▸ **TAREFA A CUMPRIR**:
Transcreva os dados sem alterar nada, começando pela primeira linha e parando depois da linha que contém "[(334, 47), (436, 46)]". Deixe as imagens de fora da resposta.

Linhas de um conjunto de dados
☆ ☆ ☆ ☆ ☆

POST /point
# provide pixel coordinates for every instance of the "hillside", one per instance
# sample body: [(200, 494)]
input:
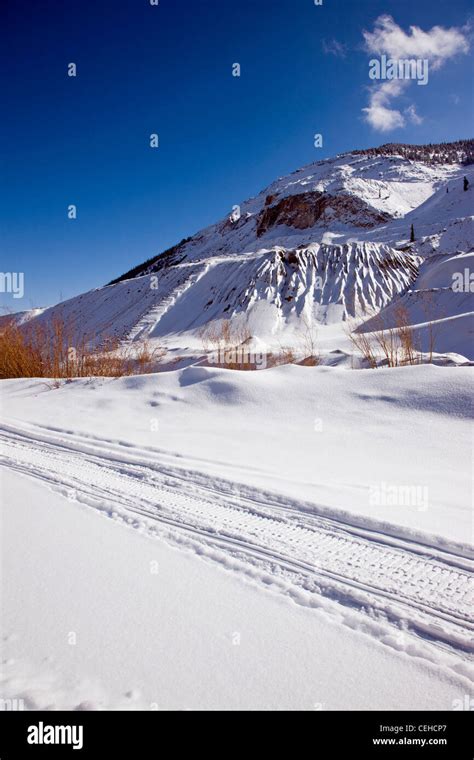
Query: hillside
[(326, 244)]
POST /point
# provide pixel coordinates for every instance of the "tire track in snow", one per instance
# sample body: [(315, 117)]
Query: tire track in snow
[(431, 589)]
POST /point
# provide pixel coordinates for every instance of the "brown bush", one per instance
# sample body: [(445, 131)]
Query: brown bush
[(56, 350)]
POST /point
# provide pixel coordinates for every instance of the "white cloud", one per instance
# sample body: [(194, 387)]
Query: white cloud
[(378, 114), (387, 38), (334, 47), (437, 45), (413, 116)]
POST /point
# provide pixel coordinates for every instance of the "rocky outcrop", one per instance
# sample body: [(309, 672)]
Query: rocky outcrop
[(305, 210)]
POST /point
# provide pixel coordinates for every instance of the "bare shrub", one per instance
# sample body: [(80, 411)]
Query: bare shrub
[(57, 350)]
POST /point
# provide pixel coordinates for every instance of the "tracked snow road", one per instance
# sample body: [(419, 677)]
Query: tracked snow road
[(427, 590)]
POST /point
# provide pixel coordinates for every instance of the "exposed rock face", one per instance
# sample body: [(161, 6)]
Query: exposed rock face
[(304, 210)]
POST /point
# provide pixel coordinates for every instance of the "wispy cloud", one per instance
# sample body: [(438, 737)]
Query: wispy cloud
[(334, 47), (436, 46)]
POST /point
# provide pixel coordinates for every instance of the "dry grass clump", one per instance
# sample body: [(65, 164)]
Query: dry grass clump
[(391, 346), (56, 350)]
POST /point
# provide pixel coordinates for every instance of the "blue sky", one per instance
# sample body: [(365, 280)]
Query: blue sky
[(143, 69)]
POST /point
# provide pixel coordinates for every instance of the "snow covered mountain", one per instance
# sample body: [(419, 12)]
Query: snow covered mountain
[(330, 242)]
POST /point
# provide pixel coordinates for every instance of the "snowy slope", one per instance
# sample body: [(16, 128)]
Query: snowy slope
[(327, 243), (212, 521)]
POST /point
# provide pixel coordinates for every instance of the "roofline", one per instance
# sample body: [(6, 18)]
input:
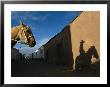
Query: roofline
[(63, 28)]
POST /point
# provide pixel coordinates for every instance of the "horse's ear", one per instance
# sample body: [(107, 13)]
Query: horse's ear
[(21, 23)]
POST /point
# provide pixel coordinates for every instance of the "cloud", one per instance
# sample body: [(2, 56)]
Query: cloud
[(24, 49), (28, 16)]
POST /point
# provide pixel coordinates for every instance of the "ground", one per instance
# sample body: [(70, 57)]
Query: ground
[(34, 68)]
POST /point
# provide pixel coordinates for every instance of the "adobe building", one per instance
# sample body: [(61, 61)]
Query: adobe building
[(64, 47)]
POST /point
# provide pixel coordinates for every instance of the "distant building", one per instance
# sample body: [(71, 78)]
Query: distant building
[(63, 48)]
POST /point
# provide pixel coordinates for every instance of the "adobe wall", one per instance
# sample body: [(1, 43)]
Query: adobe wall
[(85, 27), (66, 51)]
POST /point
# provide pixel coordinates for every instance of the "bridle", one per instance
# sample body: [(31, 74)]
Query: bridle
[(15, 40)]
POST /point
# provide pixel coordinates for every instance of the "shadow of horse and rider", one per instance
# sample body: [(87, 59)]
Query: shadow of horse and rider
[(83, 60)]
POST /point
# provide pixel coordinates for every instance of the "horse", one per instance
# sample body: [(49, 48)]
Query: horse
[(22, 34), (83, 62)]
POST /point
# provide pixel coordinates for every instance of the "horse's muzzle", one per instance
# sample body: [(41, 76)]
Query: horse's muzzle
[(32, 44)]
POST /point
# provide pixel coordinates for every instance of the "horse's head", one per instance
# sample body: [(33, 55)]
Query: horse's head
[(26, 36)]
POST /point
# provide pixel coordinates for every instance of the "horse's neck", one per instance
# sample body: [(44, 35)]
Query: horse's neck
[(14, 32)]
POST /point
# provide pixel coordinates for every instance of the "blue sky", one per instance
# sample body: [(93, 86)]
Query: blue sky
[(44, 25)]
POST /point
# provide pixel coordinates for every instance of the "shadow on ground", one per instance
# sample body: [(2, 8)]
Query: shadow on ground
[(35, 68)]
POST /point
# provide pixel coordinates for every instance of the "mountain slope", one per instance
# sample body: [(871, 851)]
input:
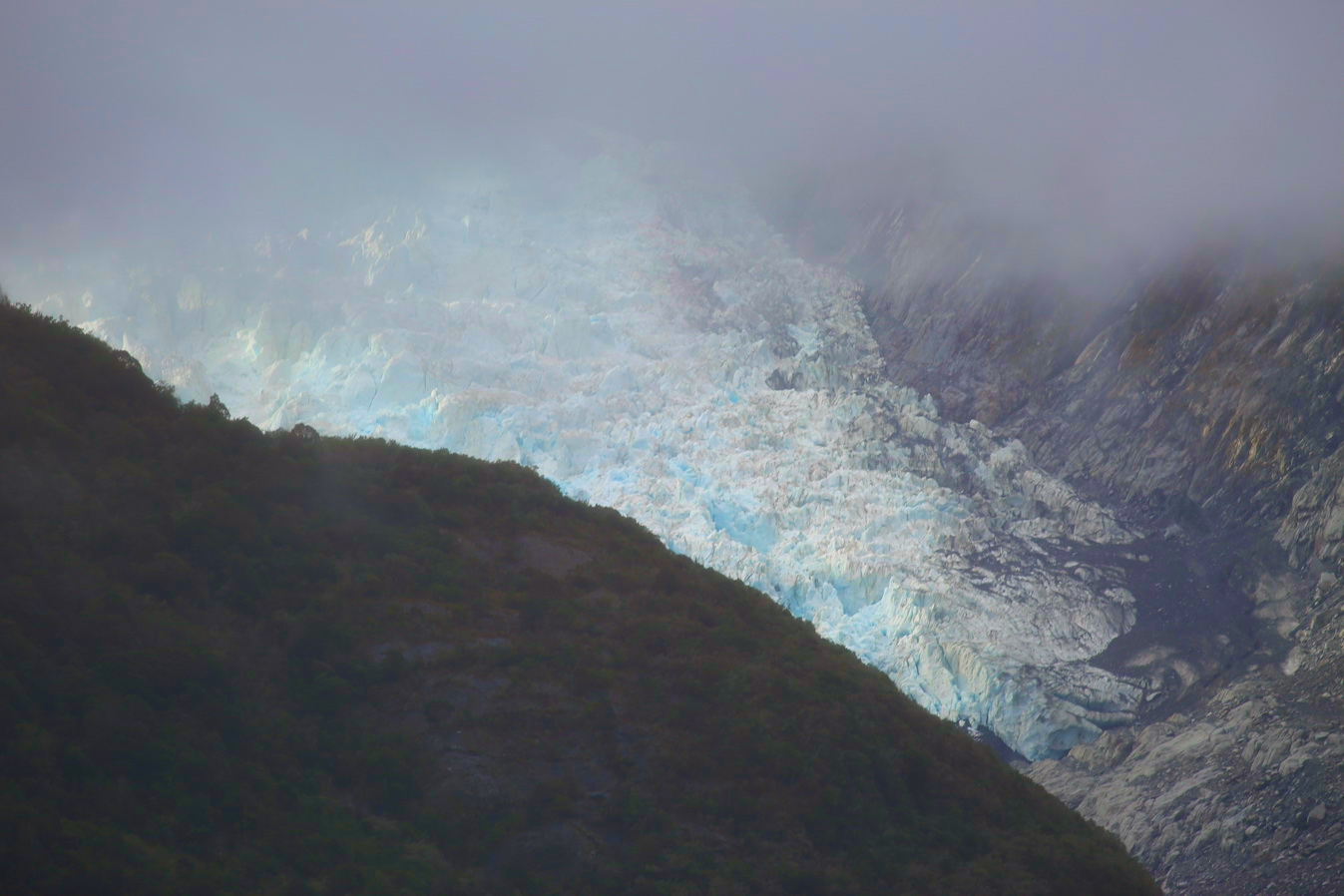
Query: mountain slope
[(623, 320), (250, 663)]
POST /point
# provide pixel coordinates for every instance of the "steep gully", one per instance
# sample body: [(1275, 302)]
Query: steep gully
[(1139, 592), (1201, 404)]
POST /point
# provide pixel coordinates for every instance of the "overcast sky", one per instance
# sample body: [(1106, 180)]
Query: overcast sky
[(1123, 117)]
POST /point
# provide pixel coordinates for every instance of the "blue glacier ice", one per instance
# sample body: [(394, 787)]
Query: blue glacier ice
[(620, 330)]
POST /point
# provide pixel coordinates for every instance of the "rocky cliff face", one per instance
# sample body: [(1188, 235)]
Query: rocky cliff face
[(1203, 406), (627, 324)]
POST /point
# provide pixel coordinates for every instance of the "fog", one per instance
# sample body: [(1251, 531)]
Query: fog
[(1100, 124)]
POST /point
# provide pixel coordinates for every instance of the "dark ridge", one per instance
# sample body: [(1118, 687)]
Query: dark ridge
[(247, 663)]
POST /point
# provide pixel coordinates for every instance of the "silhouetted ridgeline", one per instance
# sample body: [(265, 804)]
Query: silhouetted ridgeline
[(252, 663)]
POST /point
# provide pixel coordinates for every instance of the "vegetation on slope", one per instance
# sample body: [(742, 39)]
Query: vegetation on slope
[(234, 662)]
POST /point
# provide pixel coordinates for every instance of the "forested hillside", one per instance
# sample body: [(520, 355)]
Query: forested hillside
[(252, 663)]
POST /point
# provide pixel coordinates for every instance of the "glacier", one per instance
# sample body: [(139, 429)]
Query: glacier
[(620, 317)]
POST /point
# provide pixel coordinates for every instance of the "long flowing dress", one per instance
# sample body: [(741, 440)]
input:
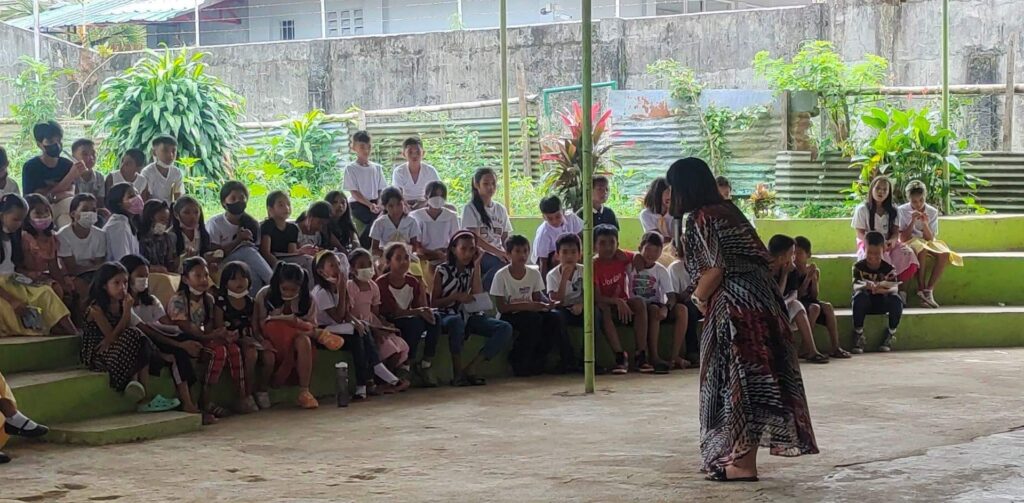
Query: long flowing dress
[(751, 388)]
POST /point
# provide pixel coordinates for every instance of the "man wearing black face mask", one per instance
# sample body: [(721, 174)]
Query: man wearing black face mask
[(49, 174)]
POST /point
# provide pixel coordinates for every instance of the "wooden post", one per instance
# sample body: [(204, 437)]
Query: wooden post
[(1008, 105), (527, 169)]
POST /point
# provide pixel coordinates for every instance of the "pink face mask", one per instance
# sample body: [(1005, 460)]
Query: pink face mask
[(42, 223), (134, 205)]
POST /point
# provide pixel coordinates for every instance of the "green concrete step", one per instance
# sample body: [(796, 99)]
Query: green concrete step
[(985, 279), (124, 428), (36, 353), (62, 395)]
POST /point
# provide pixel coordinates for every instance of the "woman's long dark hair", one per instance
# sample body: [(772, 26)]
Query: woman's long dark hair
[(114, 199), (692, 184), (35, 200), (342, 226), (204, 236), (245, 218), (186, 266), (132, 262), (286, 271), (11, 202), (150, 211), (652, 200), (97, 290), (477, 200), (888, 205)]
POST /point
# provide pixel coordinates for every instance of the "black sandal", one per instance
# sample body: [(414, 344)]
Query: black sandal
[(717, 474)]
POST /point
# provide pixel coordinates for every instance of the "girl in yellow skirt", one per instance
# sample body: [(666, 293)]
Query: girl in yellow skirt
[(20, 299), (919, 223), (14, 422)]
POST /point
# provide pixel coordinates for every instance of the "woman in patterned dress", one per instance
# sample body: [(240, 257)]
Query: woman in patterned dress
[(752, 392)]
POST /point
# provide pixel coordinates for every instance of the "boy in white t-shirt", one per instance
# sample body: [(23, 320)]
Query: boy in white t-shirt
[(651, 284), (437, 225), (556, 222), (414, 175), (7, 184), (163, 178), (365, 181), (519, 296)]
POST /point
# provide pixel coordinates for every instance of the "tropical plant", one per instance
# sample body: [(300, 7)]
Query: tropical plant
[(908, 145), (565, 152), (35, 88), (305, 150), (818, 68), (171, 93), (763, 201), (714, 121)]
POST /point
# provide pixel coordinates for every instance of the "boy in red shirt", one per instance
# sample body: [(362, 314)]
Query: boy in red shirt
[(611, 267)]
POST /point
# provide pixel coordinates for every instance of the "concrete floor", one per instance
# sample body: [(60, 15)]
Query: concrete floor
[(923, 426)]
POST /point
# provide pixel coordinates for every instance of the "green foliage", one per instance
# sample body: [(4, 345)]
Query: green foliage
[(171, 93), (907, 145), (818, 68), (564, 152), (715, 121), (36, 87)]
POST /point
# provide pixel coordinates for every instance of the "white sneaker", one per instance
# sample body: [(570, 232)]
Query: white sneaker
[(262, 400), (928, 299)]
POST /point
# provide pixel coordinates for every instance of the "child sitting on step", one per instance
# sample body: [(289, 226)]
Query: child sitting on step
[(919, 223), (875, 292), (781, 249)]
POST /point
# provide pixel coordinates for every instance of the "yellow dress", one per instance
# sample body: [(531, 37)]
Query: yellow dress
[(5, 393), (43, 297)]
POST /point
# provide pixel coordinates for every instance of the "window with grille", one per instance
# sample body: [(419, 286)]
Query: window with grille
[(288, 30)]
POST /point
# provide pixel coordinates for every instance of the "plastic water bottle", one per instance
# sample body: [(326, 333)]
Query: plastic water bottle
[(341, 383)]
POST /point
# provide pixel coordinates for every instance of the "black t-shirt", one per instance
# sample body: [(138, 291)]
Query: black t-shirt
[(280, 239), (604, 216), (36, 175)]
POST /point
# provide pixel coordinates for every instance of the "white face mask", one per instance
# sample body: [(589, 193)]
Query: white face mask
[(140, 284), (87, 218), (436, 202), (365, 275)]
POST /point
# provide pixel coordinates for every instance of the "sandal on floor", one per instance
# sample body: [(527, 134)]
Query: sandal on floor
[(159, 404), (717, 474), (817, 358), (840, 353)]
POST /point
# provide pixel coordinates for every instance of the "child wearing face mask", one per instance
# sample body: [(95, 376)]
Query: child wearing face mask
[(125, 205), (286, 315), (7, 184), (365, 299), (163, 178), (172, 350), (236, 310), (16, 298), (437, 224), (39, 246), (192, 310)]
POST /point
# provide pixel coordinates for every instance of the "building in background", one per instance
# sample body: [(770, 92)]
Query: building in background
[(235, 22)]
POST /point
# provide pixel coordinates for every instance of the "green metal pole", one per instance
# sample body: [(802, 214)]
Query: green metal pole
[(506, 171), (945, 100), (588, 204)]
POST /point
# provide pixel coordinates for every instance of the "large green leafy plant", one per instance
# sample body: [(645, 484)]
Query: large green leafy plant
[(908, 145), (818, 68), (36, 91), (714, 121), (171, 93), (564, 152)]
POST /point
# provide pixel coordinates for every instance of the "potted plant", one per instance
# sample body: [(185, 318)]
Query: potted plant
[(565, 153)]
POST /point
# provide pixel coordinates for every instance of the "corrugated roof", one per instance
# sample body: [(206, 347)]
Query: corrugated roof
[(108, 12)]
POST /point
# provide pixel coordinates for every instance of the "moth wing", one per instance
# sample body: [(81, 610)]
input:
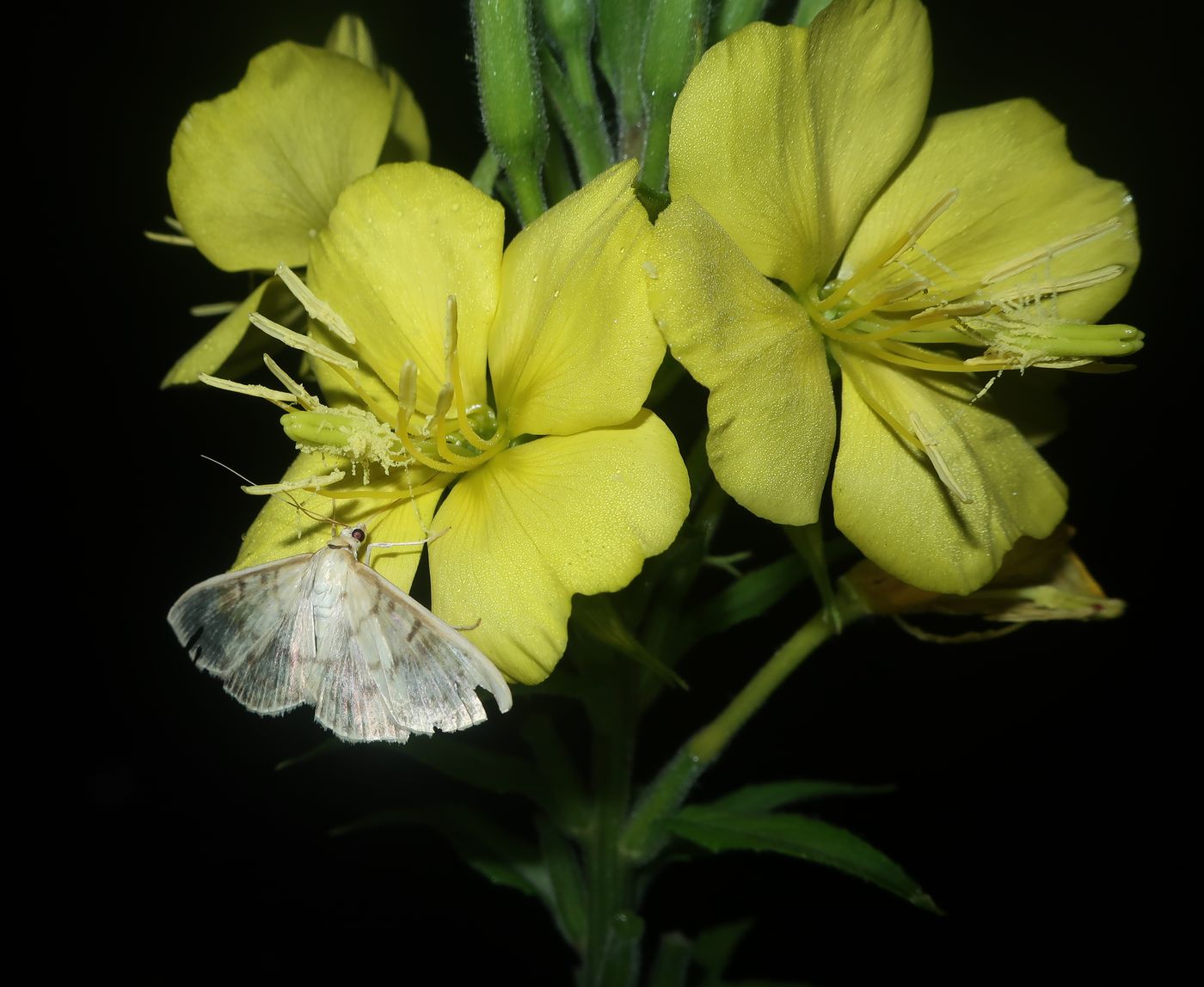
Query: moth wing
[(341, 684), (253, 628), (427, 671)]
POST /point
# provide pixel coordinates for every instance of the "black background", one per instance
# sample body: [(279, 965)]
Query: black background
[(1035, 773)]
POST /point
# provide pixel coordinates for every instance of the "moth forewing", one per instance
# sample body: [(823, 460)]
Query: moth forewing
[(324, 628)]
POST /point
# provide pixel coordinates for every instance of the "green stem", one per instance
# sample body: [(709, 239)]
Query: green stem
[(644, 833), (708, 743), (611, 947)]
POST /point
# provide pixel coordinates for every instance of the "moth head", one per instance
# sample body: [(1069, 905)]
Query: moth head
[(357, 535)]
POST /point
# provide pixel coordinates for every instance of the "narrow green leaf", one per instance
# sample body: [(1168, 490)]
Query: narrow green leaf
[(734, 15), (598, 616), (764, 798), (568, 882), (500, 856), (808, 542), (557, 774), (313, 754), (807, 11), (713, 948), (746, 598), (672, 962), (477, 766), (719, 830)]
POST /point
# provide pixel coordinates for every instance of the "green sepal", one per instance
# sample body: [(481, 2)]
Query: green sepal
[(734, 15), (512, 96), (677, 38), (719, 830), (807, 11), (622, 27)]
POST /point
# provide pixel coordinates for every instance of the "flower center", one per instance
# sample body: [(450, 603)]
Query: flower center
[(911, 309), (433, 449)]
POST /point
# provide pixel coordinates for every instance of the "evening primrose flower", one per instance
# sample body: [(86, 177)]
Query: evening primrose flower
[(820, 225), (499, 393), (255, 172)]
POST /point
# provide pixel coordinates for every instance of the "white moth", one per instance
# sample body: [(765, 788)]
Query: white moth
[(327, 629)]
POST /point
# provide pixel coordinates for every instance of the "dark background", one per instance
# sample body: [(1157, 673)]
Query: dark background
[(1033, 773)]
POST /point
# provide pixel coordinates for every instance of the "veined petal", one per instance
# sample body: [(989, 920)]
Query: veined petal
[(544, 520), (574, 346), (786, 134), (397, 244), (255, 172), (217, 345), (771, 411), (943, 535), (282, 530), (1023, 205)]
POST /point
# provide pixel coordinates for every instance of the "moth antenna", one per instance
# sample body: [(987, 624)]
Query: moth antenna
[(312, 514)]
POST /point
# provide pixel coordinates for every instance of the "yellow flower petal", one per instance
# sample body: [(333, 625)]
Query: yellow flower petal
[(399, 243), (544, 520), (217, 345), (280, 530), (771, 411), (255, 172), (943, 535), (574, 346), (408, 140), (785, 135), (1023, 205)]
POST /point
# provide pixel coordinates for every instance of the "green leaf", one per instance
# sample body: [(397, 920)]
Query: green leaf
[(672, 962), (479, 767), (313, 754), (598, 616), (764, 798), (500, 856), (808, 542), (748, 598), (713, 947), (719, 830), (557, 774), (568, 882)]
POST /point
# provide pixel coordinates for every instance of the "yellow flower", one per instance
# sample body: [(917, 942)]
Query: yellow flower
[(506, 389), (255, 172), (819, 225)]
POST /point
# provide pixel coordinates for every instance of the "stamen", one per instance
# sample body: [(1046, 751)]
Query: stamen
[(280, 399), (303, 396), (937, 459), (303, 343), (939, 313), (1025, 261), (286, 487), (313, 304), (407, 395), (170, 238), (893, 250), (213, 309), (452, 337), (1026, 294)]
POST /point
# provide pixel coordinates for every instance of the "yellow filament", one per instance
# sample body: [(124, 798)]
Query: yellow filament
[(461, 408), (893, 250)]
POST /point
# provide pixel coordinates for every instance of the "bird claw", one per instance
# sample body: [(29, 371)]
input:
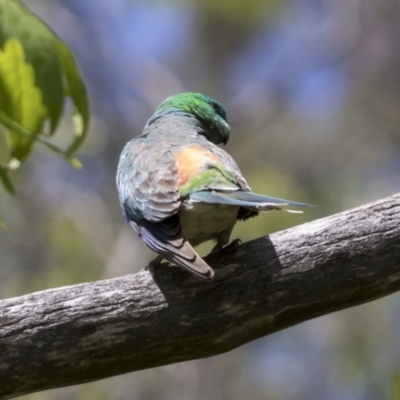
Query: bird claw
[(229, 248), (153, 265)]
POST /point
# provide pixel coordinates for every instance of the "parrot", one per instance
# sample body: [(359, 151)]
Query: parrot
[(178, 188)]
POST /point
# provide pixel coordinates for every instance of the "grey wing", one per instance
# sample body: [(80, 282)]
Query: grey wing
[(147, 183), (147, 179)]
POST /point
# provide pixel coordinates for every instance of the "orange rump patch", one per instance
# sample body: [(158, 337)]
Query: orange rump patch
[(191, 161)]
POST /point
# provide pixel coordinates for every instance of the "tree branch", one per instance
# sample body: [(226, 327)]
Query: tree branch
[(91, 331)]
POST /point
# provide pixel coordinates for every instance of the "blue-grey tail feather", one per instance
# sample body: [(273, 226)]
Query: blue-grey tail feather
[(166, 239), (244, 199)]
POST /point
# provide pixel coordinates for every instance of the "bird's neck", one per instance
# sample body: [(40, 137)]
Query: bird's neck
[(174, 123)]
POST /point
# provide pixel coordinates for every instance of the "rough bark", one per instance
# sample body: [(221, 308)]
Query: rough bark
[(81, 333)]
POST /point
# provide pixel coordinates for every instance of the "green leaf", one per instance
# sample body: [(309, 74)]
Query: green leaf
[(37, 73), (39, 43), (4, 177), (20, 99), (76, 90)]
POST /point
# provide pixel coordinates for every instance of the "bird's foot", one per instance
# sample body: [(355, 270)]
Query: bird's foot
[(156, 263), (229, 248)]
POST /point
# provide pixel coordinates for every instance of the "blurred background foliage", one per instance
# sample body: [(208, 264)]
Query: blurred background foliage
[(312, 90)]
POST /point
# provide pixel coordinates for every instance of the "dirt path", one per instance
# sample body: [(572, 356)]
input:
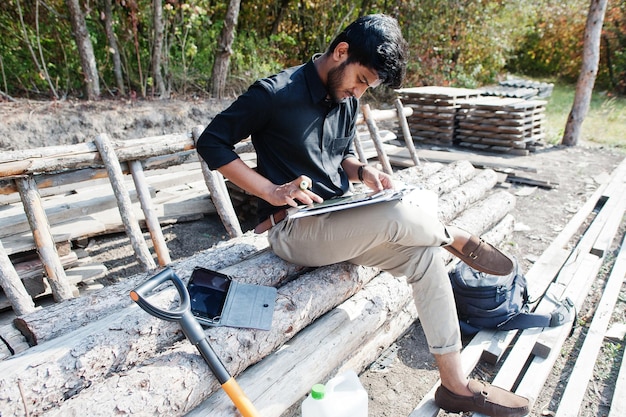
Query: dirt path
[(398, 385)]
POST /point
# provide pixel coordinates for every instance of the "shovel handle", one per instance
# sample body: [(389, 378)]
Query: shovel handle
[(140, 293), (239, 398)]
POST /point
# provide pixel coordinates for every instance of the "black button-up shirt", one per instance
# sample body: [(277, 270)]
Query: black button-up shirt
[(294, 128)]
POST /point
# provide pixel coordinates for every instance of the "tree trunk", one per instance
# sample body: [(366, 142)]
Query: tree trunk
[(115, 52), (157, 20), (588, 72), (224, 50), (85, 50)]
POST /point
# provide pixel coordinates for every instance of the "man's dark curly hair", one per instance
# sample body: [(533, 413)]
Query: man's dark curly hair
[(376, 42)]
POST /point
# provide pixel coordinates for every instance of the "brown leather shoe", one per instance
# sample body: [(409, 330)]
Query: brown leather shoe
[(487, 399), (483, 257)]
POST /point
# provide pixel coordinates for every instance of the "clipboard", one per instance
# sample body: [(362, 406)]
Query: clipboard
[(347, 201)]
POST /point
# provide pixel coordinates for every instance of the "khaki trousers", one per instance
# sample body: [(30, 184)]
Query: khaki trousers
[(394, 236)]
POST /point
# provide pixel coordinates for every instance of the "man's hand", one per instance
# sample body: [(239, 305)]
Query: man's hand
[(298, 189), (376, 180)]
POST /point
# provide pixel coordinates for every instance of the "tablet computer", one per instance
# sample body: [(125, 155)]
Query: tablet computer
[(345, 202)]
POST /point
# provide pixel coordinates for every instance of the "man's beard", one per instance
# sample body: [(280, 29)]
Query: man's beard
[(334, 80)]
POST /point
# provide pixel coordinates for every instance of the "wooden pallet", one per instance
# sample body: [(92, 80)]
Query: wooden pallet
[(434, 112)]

☆ ☆ ☆ ☆ ☆

▸ **RESPOSTA ESCRITA**:
POST /point
# provide pixel coordinates for every instance of the "hillside", one per instance
# sample body: [(200, 494)]
input:
Query: hillside
[(326, 244)]
POST /point
# provide pixel coordinates for every instance of the "tire track in snow", one per instance
# sample body: [(315, 117)]
Query: tire track in snow
[(431, 589)]
POST /point
# provide pixel coordinates for every instance of the "brown bush", one per instance
# sample body: [(445, 131)]
Query: brown bush
[(56, 350)]
POST /point
# provide pixel coordinates for every instance of the "white cloud", one per instance
# sample body: [(194, 387)]
Query: white cloud
[(378, 114), (387, 38), (334, 47), (437, 45), (413, 116)]
POST /point
# provide pixel coordinates for every instance of the "rocky outcrop", one per instance
# sample body: [(309, 672)]
Query: rocky outcrop
[(305, 210)]
POST /point
# provide pixel coordinates for every instance of the "bare shrub", one per instance
# sample body: [(80, 411)]
Query: bare shrub
[(57, 350)]
POST /point
# provide pixel coordinates for every instance of the "tracked snow road", one per instance
# sample body: [(419, 677)]
Query: tracked snow road
[(427, 590)]
POST /point
# provide pixel coordinates for every instance of the "exposed rock face", one per instance
# sample body: [(161, 6)]
Query: exposed rock face
[(304, 210)]
POST /point
# provide pixel coordinates for every instance of the "wispy cloud", one per instance
# sample body: [(438, 737)]
Query: wispy cloud
[(334, 47), (436, 46)]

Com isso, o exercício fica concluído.